--- Task instructions ---
1. Rewrite the Writers' Week post starting at "The feast costs" and ending at "Please join us!", with "beer & wine" replaced by "beer and wine".
2. According to the Writers' Week post, why is a feast being held on Friday night? Answer in one to three sentences.
3. Summarize the Writers' Week post in three sentences.

# Page extract start

Bad Advice Wednesday: Come Feast with Us!

categories: Cocktail Hour

Comments Off on Bad Advice Wednesday: Come Feast with Us!


Sustenance poster low res smNext week, November 3-7, is Writers’ Week at UNCW which means a week off from regular classes here in Wilmington and a horde of writer folks descending on us. It starts with Mark Spitzer and Heidi Lynn Staples on Monday, along with an all-star alumni reading starring Douglas Cutting, Jay Varner, Sarah Creech and Rochelle Hurt. On Tuesday we are visited by Belle Boggs and Chantel Acevedo and Wednesday we bring in agent Michelle Brower, who represents our very own Jason Mott. The Buckner Keynote Reading on Wednesday night will feature poet Patrick Philips and nonfiction writer Katherine Miles, whose book about hurricane Sandy, Superstorm, was released just last week and it taking the world by…well, you know. Brock Clarke takes the stage Thursday night, reading from his just-released (Nov 4) novel, The Happiest People in the World. And the next morning Alison Hawthorne Deming will discuss her new book, Zoologies, with her editor at Milkweed Editions, Patrick Thomas.

 

After a week like that we will all be hungry. Which is why we are celebrating on Friday night with a big feast to celebrate the Sustenance issue of our magazine, Ecotone. Ecotone, partnering with the nonprofit food-system initiative, Feast Down East, will host a farm-to-table supper with readings by Ecotone contributors Alison Hawthorne Deming and Randall Kenan. The feast takes place in the Kenan Hall courtyard, and starts, as all good feasts do, with beer, during the 6–7 social hour featuring the Wilmington Brewing Company. Supper starts at 7, prepared by chef Ryan Andress.

 

The feast costs $50/person and includes a multi-course meal , beer & wine, limited-edition broadsides and recipe cards, and a copy of Ecotone’s Sustenance issue. Seating is limited, and no tickets will be sold at the door. Tickets may be purchased at ecotonesupper.brownpapertickets.com.

 

For more info about both Writers’ Week click here and to learn more about the feast see below. Please join us!

For immediate release

October 29, 2014

 

Ecotone magazine partners with Feast Down East to launch its Sustenance issue with a farm-to-table supper on Friday, November 7.

 

WILMINGTON, N.C.— Ecotone, the University of North Carolina Wilmington’s award-winning literary magazine of place, and Feast Down East, a nonprofit food system initiative also based at UNC Wilmington, cap off the creative writing department’s annual Writers’ Week with a passed-dish meal on Friday, November 7, in the Kenan Hall courtyard.

# Page extract end
# Given data start

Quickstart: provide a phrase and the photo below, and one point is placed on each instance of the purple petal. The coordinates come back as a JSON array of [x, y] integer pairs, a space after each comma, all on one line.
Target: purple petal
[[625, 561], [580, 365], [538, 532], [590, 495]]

# Given data end

--- Written answers ---
1.
The feast costs $50/person and includes a multi-course meal , beer and wine, limited-edition broadsides and recipe cards, and a copy of Ecotone’s Sustenance issue. Seating is limited, and no tickets will be sold at the door. Tickets may be purchased at ecotonesupper.brownpapertickets.com.

 

For more info about both Writers’ Week click here and to learn more about the feast see below. Please join us!

2. After a week of visiting writers and readings, everyone will be hungry. For that reason, the organizers are holding a big feast on Friday night, which also celebrates the Sustenance issue of the magazine Ecotone.

3. UNCW's Writers' Week, held November 3-7, brings a series of visiting writers, an agent, and alumni to Wilmington for readings and discussions. To close the week, Ecotone and the nonprofit Feast Down East will host a farm-to-table supper in the Kenan Hall courtyard on Friday night, with readings by Alison Hawthorne Deming and Randall Kenan, celebrating the magazine's Sustenance issue. Tickets cost $50 per person and must be bought in advance because seating is limited and none will be sold at the door.